Records supplied —
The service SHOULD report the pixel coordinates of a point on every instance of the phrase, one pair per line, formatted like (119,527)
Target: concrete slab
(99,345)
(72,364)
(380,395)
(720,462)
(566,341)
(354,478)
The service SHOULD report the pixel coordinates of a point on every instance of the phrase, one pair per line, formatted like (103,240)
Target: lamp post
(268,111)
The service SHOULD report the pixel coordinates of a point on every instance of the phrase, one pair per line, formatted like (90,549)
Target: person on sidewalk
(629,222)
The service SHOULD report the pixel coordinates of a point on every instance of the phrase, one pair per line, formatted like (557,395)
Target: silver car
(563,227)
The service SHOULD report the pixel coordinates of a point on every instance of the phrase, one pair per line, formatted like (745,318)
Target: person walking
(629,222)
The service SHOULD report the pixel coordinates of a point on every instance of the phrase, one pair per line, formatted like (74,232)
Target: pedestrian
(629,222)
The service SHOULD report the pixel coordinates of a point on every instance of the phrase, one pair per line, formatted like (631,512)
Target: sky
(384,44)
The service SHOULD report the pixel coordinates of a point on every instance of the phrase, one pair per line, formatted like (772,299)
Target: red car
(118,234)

* * *

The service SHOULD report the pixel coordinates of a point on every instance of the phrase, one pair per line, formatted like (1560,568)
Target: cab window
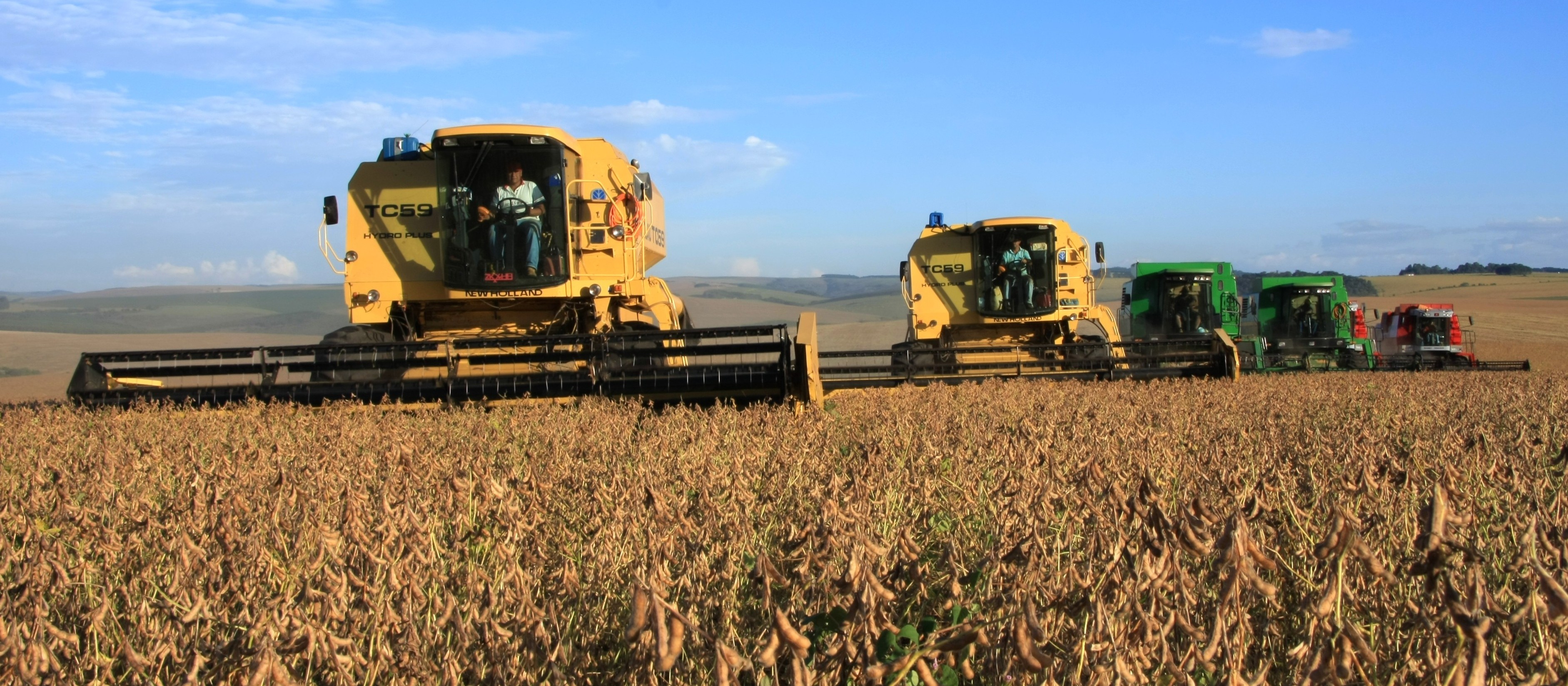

Requirement — Format the rows from the line containing "formatted like (1560,568)" up to and including the line containing "Target: cab window" as a JSON list of strings, one string per line, leaving out any blank lines.

Result below —
[
  "The service SHOULD report the pixel coordinates of a point on every instance of the phrase, one pair per line, formatted like (1560,568)",
  "Target: cab window"
]